> **Directive**
Write out the listing exactly as it is given.

> **Data for this task**
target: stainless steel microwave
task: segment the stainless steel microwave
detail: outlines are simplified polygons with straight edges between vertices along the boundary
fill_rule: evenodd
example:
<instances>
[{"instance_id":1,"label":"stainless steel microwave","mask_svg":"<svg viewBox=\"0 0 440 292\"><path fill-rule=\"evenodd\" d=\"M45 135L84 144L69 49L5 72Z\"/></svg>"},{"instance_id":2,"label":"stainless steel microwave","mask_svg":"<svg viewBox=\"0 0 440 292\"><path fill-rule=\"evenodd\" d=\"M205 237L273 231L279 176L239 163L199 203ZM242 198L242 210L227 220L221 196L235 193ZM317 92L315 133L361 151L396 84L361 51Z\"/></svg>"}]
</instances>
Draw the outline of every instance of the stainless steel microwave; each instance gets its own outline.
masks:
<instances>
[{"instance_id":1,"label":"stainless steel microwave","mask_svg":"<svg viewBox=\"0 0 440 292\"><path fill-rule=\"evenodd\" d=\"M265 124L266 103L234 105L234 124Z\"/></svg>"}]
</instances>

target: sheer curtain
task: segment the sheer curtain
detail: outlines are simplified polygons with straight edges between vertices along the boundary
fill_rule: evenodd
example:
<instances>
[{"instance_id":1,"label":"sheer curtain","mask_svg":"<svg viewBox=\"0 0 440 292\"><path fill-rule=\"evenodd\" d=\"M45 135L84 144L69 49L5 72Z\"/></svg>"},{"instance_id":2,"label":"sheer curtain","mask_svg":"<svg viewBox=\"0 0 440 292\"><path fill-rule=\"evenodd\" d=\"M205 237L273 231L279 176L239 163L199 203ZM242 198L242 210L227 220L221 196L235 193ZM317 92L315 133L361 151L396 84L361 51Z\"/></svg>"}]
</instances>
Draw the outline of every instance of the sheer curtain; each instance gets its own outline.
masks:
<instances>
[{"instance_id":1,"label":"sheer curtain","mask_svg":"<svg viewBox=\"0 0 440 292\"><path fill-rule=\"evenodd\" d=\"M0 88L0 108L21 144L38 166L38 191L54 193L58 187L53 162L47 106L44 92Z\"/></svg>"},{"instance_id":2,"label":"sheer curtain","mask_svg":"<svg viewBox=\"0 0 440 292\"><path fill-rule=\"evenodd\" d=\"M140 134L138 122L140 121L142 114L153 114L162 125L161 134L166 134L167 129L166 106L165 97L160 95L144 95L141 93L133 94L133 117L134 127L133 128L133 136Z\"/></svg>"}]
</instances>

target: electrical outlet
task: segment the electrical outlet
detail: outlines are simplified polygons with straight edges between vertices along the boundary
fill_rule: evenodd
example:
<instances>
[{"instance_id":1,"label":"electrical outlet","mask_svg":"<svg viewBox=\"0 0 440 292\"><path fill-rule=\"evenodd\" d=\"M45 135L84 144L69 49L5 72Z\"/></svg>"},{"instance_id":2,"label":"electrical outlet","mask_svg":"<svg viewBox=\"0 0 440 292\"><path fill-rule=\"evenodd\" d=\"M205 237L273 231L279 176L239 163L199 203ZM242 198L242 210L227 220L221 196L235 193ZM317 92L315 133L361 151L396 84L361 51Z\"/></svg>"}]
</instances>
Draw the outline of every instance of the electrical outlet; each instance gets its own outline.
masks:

> **Exercise output**
target: stainless steel microwave
task: segment the stainless steel microwave
detail: outlines are simplified polygons with straight edges between vertices along the boundary
fill_rule: evenodd
example:
<instances>
[{"instance_id":1,"label":"stainless steel microwave","mask_svg":"<svg viewBox=\"0 0 440 292\"><path fill-rule=\"evenodd\" d=\"M45 135L84 144L69 49L5 72Z\"/></svg>"},{"instance_id":2,"label":"stainless steel microwave","mask_svg":"<svg viewBox=\"0 0 440 292\"><path fill-rule=\"evenodd\" d=\"M205 237L273 231L279 176L239 163L199 203ZM242 198L242 210L227 220L221 196L235 193ZM317 92L315 133L361 151L396 84L361 51Z\"/></svg>"}]
</instances>
Draw the outline of every instance of the stainless steel microwave; each instance gets its own outline.
masks:
<instances>
[{"instance_id":1,"label":"stainless steel microwave","mask_svg":"<svg viewBox=\"0 0 440 292\"><path fill-rule=\"evenodd\" d=\"M265 124L266 103L234 105L234 124Z\"/></svg>"}]
</instances>

target: sheer curtain
task: segment the sheer curtain
detail: outlines are simplified polygons with straight edges between vertices along the boundary
fill_rule: evenodd
example:
<instances>
[{"instance_id":1,"label":"sheer curtain","mask_svg":"<svg viewBox=\"0 0 440 292\"><path fill-rule=\"evenodd\" d=\"M45 135L84 144L69 49L5 72Z\"/></svg>"},{"instance_id":2,"label":"sheer curtain","mask_svg":"<svg viewBox=\"0 0 440 292\"><path fill-rule=\"evenodd\" d=\"M205 237L273 231L279 176L239 163L199 203ZM242 198L242 210L227 220L221 196L235 193ZM317 92L315 133L361 151L396 84L361 51Z\"/></svg>"}]
</instances>
Draw the outline of every instance of the sheer curtain; each instance gets its own outline.
masks:
<instances>
[{"instance_id":1,"label":"sheer curtain","mask_svg":"<svg viewBox=\"0 0 440 292\"><path fill-rule=\"evenodd\" d=\"M0 88L0 108L21 144L38 166L38 191L54 193L58 187L53 162L47 106L44 92Z\"/></svg>"},{"instance_id":2,"label":"sheer curtain","mask_svg":"<svg viewBox=\"0 0 440 292\"><path fill-rule=\"evenodd\" d=\"M140 134L138 122L140 121L142 114L153 114L162 125L161 134L166 134L167 129L166 106L165 97L160 95L144 95L141 93L133 94L133 117L134 127L133 128L133 136Z\"/></svg>"}]
</instances>

target: electrical outlet
task: segment the electrical outlet
detail: outlines are simplified polygons with straight edges between vertices along the boundary
fill_rule: evenodd
example:
<instances>
[{"instance_id":1,"label":"electrical outlet","mask_svg":"<svg viewBox=\"0 0 440 292\"><path fill-rule=\"evenodd\" d=\"M45 135L84 144L69 49L5 72Z\"/></svg>"},{"instance_id":2,"label":"electrical outlet","mask_svg":"<svg viewBox=\"0 0 440 292\"><path fill-rule=\"evenodd\" d=\"M205 237L273 231L279 176L239 163L199 203ZM242 198L242 210L227 220L221 196L235 193ZM317 92L315 133L361 151L396 84L361 51Z\"/></svg>"}]
</instances>
Draw the outline of every instance of the electrical outlet; each instance gets its own outline.
masks:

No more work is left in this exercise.